:: Text section ::
— begin —

The Green-Eyed Monster

I bet I've already got your attention with that title, don't I? Well, that's good because I have added yet another book to my "Must-Read" list and I think you should too!



The Green-Eyed Monster by Mike Robinson is a mixture of horror, mystery, and paranormal--a recipe for an "on the edge of your seat" kinda book. As a writer, I have a special kind of draw to this story as you might understand after reading the blurb:

Martin Smith and John Becker: bestselling authors with ordinary names and extraordinary minds.

Their words have power — to heal, to kill, to change the lives of their “characters” in shocking and unexpected ways. Famous for their uncanny similarity in both physical manner and literary voice, their childhood rivalry spins out of control into adulhood.

— end —

:: Provided material ::
— begin —

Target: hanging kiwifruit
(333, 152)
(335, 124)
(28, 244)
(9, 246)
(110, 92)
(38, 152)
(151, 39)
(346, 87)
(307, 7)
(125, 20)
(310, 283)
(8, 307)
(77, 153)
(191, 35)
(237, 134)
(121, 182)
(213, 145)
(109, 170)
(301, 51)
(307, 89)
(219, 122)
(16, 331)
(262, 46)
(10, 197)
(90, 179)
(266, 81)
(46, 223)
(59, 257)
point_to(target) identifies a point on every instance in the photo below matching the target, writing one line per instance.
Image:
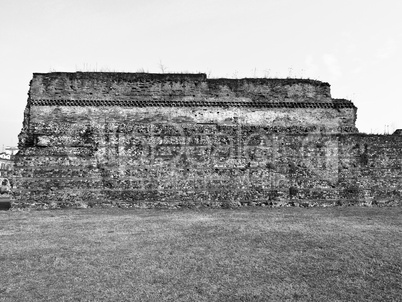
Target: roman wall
(185, 140)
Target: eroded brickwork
(185, 140)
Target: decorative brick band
(196, 103)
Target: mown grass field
(248, 254)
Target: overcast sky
(355, 45)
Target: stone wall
(185, 140)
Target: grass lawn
(247, 254)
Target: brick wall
(173, 139)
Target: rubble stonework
(140, 139)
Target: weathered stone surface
(157, 140)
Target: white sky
(355, 45)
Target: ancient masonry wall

— end —

:: Requirements ::
1) Summarize the post on The Green-Eyed Monster in two sentences.
2) Pick up the post on The Green-Eyed Monster after its last sentence and keep writing.
The material has no connection to the post on The Green-Eyed Monster.

:: Task-by-task results ::
1) The writer has added Mike Robinson's The Green-Eyed Monster, a mix of horror, mystery, and paranormal, to a "Must-Read" list and urges readers to do the same, noting a special draw to the story as a writer. The blurb presents bestselling authors Martin Smith and John Becker, whose words can heal, kill, or change the lives of their "characters," and whose childhood rivalry spins out of control in adulthood.

2)
The death of one at the hands of the other brings to light their troubling past — and a mysterious presence, watching on from the shadows — an authorial entity with roots beyond our time or dimension; an entity with far-reaching designs.

The pen is truly mightier than the deadliest sword.

Got chills yet? Me too! Want more? My pleasure! Read on for an excerpt from the book, links to purchase it, and be sure to check back on 11/30 for an interview with the author!




0
Writer’s Block
This happens. This happens to them all.
Just not you.
“Just not me.”
The phone rings, but he ignores it.
Martin Smith has never had a case like this before. There’d been hiccups along the way, places to pause, turn over words, spat with particularly lively characters that refused the next sentence. But this—this was not the kind of nuisance obstruction typically associated with writer’s block. Rather it was a terrible vacuum that had seen his thoughts, his career, his creations, his soul torn away, digested, ground to emptiness.
Becker is dead, too, so the words are his own now. The people are his now. The one major impediment gone.
You should have no problem with this.
The phone continues to ring, clanging into his brain. A headache blooms.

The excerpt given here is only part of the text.